WHAT IS EXPECTED
Supply the number of lines below containing "palm", nothing else.

[DATASET ENTRIES]

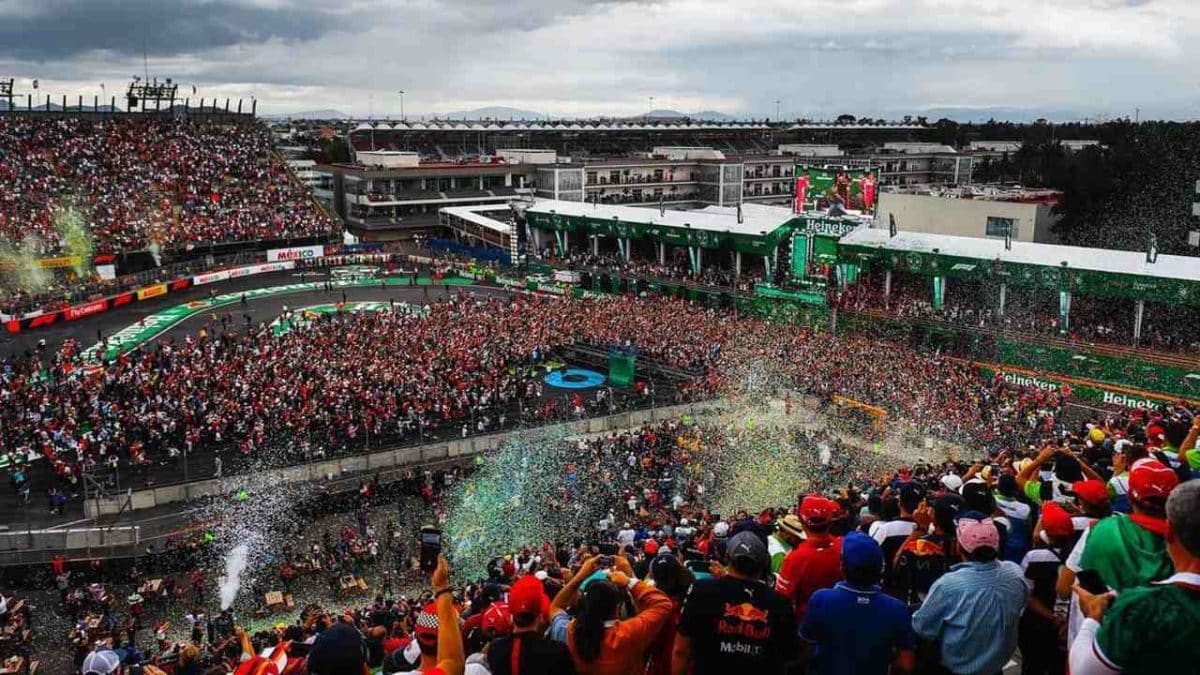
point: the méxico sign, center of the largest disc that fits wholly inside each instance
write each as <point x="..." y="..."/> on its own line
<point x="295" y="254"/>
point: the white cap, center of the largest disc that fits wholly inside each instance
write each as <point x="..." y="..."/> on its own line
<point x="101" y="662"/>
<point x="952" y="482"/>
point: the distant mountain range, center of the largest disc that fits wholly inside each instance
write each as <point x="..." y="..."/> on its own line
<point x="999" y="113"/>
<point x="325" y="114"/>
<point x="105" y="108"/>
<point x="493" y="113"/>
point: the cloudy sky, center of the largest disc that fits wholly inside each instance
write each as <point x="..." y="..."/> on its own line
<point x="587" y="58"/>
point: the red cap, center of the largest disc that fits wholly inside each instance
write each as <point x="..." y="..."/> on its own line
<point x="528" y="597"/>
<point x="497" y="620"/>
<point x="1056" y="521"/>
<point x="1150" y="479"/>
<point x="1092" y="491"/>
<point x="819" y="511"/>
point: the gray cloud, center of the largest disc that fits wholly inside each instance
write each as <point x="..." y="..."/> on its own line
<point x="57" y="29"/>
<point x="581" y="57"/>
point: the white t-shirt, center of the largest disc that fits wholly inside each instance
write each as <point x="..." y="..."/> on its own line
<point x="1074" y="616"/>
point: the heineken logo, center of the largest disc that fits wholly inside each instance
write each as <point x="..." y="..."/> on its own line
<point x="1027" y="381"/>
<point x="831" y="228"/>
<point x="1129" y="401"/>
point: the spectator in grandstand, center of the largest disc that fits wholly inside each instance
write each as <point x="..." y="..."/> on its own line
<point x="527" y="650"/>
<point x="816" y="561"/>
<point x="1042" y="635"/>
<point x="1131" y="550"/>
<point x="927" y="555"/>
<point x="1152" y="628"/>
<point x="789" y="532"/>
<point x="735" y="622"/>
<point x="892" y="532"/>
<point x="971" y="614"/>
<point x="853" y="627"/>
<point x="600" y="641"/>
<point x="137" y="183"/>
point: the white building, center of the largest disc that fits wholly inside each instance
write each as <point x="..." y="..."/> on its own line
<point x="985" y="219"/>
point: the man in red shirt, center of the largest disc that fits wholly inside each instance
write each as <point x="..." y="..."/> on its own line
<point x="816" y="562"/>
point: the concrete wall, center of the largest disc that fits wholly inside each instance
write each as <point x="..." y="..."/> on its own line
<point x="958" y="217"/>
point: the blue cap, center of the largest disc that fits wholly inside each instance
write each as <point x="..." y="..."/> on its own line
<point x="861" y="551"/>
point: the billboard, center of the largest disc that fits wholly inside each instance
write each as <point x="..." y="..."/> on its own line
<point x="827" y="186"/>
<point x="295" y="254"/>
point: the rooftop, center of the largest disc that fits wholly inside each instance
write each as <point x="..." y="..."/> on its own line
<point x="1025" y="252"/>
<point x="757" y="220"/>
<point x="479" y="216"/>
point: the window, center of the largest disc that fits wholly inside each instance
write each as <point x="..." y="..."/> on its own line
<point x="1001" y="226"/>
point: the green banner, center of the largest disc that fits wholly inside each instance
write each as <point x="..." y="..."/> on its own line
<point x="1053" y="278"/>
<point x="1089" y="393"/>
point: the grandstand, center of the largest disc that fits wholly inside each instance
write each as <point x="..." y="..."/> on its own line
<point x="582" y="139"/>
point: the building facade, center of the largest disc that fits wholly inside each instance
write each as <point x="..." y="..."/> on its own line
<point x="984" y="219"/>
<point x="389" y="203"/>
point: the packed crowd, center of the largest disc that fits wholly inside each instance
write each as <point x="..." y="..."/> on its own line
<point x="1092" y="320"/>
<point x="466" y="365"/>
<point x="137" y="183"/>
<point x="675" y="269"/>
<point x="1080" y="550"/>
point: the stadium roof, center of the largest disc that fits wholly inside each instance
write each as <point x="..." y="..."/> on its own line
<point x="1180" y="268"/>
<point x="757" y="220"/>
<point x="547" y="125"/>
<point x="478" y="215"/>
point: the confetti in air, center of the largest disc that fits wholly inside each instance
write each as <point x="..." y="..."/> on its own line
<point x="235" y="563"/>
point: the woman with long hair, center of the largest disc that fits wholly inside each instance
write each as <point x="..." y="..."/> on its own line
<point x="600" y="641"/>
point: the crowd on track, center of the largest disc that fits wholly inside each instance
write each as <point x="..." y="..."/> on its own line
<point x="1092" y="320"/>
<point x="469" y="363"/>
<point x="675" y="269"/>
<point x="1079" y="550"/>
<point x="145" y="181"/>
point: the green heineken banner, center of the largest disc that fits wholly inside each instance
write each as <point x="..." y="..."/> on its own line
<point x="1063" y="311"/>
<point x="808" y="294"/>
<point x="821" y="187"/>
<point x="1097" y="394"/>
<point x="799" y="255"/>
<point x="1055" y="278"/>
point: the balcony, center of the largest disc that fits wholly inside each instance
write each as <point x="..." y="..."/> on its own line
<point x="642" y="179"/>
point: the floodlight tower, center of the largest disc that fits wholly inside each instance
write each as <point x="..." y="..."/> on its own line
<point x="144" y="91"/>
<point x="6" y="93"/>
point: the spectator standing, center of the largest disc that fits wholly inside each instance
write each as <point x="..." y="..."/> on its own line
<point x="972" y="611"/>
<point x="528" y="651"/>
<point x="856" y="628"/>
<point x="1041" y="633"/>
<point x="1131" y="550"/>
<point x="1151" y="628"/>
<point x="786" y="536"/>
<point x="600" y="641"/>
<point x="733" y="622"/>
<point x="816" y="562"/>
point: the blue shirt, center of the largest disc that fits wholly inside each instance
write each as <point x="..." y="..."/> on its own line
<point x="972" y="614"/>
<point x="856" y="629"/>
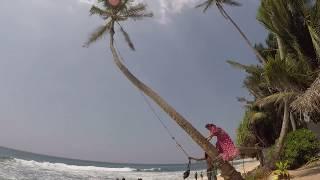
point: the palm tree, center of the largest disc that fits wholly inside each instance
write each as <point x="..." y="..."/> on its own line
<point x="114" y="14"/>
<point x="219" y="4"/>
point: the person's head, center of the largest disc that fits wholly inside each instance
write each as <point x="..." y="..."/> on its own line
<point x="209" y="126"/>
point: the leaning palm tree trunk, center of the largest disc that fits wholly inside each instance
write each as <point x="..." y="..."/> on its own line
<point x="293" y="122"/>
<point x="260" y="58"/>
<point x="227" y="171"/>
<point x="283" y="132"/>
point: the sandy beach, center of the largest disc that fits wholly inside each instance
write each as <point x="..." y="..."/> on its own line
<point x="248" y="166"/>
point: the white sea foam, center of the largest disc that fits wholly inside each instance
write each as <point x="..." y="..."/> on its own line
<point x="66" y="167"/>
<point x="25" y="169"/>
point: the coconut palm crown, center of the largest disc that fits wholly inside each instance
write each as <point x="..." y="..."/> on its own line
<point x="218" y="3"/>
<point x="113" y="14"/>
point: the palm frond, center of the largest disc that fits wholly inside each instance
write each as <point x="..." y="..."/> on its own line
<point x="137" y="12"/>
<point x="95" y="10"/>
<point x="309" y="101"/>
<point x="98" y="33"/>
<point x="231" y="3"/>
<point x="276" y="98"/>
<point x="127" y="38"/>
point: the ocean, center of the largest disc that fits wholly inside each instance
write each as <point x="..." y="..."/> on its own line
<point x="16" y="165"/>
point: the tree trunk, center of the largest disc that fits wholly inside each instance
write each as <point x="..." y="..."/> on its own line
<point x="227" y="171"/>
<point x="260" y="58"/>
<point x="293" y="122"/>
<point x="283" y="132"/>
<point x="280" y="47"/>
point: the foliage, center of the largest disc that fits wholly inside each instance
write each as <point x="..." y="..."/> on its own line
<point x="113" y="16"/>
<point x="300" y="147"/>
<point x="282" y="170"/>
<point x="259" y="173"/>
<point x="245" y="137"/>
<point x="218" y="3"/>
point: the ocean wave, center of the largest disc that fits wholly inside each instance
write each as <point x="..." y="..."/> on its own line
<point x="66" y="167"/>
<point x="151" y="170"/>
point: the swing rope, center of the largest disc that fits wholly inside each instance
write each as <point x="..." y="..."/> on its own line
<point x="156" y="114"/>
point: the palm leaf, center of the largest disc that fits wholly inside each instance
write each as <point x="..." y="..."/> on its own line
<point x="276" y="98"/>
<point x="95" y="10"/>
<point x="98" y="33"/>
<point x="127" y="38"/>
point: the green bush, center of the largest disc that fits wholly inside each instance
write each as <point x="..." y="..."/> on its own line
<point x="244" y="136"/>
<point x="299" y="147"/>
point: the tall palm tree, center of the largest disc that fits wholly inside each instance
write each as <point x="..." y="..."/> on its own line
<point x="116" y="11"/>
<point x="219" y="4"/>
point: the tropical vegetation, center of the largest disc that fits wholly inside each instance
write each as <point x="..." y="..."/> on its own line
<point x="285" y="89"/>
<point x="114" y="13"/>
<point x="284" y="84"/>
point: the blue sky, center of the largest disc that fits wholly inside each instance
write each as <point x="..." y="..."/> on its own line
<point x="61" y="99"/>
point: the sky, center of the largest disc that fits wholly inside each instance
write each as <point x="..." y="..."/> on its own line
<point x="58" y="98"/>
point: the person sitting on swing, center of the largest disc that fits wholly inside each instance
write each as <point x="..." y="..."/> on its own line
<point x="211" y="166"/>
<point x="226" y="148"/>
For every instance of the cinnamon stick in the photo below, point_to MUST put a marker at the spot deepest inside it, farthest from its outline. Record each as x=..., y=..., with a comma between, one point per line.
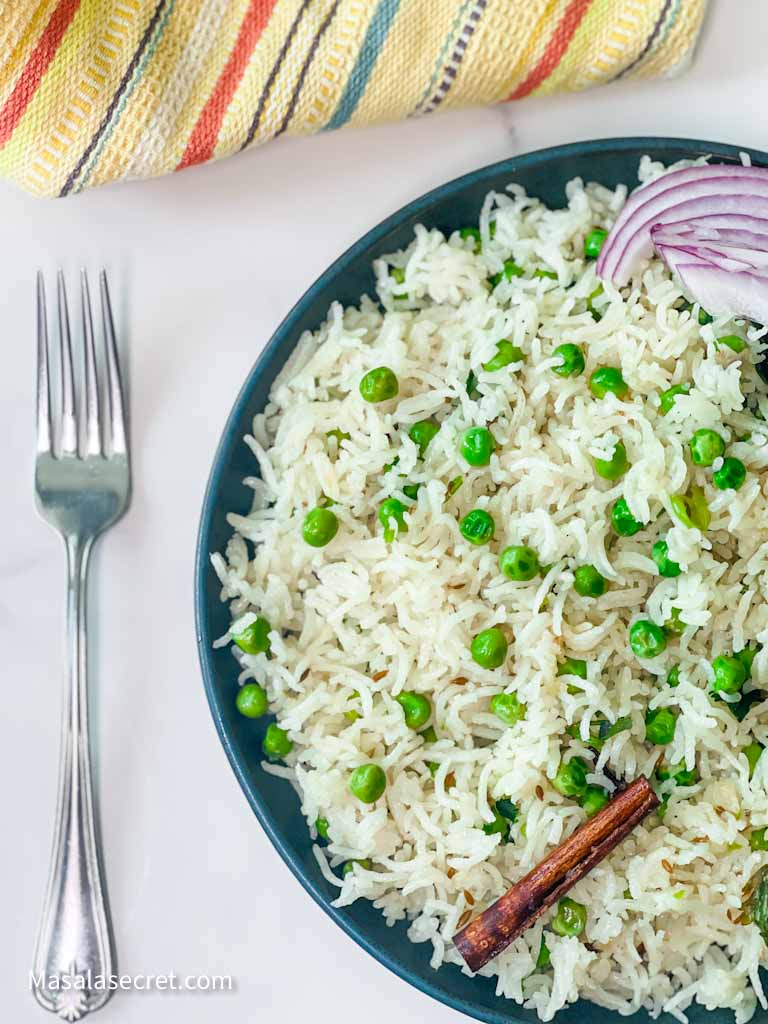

[/DATASET ENTRIES]

OUTPUT OF THE TASK
6